**EXTRACTED RECORDS**
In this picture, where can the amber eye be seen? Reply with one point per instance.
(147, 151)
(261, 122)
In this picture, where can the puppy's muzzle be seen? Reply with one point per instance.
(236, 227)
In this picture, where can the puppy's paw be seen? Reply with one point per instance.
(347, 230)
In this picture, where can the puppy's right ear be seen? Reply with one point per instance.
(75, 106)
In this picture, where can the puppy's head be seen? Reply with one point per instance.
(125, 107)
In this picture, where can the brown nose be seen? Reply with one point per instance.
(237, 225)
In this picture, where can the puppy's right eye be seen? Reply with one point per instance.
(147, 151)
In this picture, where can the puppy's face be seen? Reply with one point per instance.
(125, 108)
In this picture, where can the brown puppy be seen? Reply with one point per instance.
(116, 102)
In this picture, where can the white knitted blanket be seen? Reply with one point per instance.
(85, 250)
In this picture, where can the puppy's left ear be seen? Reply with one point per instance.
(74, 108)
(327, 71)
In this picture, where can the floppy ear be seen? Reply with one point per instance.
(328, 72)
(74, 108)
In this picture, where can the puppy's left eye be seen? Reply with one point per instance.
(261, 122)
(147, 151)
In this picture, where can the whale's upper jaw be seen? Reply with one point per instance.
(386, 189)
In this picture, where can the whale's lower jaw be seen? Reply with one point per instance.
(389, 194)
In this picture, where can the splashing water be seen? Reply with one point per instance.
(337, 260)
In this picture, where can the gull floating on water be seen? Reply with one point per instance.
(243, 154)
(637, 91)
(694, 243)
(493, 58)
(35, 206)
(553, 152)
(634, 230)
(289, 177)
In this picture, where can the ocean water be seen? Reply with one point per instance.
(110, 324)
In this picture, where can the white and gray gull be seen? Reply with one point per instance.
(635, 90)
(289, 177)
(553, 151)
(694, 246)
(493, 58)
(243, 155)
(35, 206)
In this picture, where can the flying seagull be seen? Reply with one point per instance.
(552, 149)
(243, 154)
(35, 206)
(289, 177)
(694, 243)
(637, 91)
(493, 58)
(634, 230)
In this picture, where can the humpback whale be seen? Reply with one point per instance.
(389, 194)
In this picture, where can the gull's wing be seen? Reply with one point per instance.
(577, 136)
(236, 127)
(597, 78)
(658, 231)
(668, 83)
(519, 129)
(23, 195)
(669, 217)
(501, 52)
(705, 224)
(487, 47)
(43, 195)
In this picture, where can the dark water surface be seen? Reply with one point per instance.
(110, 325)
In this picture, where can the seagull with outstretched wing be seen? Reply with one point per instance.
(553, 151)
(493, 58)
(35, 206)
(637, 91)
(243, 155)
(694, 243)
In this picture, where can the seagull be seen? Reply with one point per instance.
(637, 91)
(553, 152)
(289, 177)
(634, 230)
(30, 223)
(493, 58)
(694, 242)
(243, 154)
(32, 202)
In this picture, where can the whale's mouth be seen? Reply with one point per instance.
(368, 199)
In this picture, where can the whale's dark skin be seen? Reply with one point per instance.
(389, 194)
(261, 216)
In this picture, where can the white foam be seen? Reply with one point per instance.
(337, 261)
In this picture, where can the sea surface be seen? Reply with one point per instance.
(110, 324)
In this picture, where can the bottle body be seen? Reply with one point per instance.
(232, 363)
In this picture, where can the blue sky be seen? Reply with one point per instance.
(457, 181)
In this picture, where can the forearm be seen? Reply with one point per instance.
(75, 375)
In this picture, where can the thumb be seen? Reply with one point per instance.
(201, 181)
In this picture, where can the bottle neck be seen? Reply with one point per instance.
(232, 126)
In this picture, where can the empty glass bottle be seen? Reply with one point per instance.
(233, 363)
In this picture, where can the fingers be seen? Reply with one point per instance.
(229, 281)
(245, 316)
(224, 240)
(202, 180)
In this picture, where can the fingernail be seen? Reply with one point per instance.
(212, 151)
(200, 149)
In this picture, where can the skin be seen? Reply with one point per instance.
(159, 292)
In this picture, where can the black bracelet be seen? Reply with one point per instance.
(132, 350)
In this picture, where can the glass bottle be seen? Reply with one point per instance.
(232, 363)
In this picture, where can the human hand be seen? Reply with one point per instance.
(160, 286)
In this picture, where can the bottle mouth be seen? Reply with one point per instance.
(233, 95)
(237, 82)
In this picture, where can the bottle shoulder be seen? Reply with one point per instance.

**YOUR GOAL**
Retype every line of the data above exactly.

**ANSWER SPACE**
In this picture, where can the amber eye be seen? Reply with one point per instance.
(147, 151)
(261, 122)
In this picture, where can the puppy's muzzle be seen? Reply with one point per instance.
(236, 227)
In this picture, where can the puppy's paw be seen? Reply with one point per instance.
(347, 230)
In this picture, where can the puppy's right ear be seen? Reply with one point per instance.
(75, 106)
In this picture, where can the puppy's head be seen? Reply with one point per instance.
(125, 107)
In this picture, where can the brown nose be seen? Reply with one point per instance.
(237, 225)
In this picture, where can the puppy's right eye be seen? Reply with one point per instance.
(147, 151)
In this picture, where can the puppy's face be seen? Reply with one point per instance.
(125, 108)
In this picture, where can the brown puppy be seen? Reply with one point per instance.
(116, 102)
In this picture, where can the white knitted blanket be seen? Reply with one point per instance.
(85, 250)
In this picture, where can the puppy's left ear be seen? Reply with one point per instance.
(74, 108)
(327, 71)
In this picture, where can the floppy ear be seen? Reply with one point per instance.
(328, 72)
(74, 108)
In this picture, where can the puppy's left eye be seen? Reply with one point per instance.
(261, 122)
(147, 151)
In this picture, where can the whale's upper jaw be seen? Reply with one point per instance.
(386, 189)
In this picture, where can the whale's lower jaw be seen? Reply with one point per instance.
(389, 194)
In this picture, where can the splashing water be seen? Reply with one point per instance.
(337, 260)
In this picture, where can the gull floating on water be seen? Reply with one point per instance.
(243, 154)
(637, 91)
(694, 243)
(493, 58)
(35, 206)
(553, 152)
(634, 230)
(289, 177)
In this picture, where can the ocean water be seen? Reply with one point per instance.
(110, 324)
In this picture, where can the white and gray gull be seen? Reply with one point per instance.
(635, 90)
(289, 177)
(553, 151)
(694, 246)
(493, 58)
(243, 155)
(35, 206)
In this picture, where can the flying seagull be seen? Reply with one point per instance.
(552, 149)
(243, 154)
(35, 206)
(289, 177)
(694, 243)
(637, 91)
(493, 58)
(634, 230)
In this picture, where can the humpback whale be seen? Reply with one point per instance.
(389, 194)
In this picture, where can the gull's wing be seen? Reply with one point per instance.
(577, 136)
(236, 127)
(597, 78)
(658, 231)
(668, 83)
(519, 129)
(23, 195)
(669, 217)
(501, 52)
(705, 224)
(487, 47)
(43, 195)
In this picture, where can the dark water surface be seen? Reply with one point per instance.
(110, 325)
In this picture, where can the seagull with outstretched wing be seen? Reply with one point per instance.
(553, 151)
(493, 58)
(35, 206)
(637, 91)
(243, 155)
(694, 243)
In this picture, where can the seagull be seen? Reply with one point per instance.
(637, 91)
(553, 152)
(289, 177)
(634, 230)
(30, 223)
(493, 58)
(694, 242)
(243, 154)
(32, 202)
In this picture, where can the whale's mouth be seen? Reply with one point per instance.
(368, 199)
In this picture, where can the whale's dark skin be seen? Reply with one point per instance.
(389, 194)
(261, 216)
In this picture, where can the white foam be seen? Reply with one point per instance.
(337, 261)
In this picture, where can the sea surface be seen? Reply with one point per instance.
(110, 324)
In this picture, where can the bottle body be seen? Reply with one point per instance.
(232, 363)
In this picture, where can the blue sky be seen? Reply with one point per instance.
(457, 181)
In this picture, where can the forearm be seen? Reply with one point per instance.
(75, 375)
In this picture, where can the thumb be seen? Reply with one point per instance.
(201, 181)
In this picture, where can the bottle neck be seen? Reply with one point per instance.
(232, 126)
In this picture, where can the empty glass bottle be seen? Reply with one point per instance.
(233, 363)
In this picture, where can the fingers be seen? Reply with one point per instance.
(229, 281)
(245, 316)
(224, 240)
(202, 180)
In this picture, where can the fingernail be seen? Reply with one point per instance.
(212, 151)
(200, 149)
In this picture, where can the skin be seen? Reply with one point per instance.
(159, 292)
In this picture, where can the black bracelet be seen? Reply with one point per instance.
(132, 350)
In this picture, where can the glass bottle be seen? Reply with one point per instance.
(232, 363)
In this picture, where can the human hand be seen? Reply with one point per instance.
(160, 286)
In this picture, where can the bottle mouth be seen? Reply with one point per instance.
(233, 95)
(237, 82)
In this picture, where can the bottle shoulder be seen? Reply with one point per instance.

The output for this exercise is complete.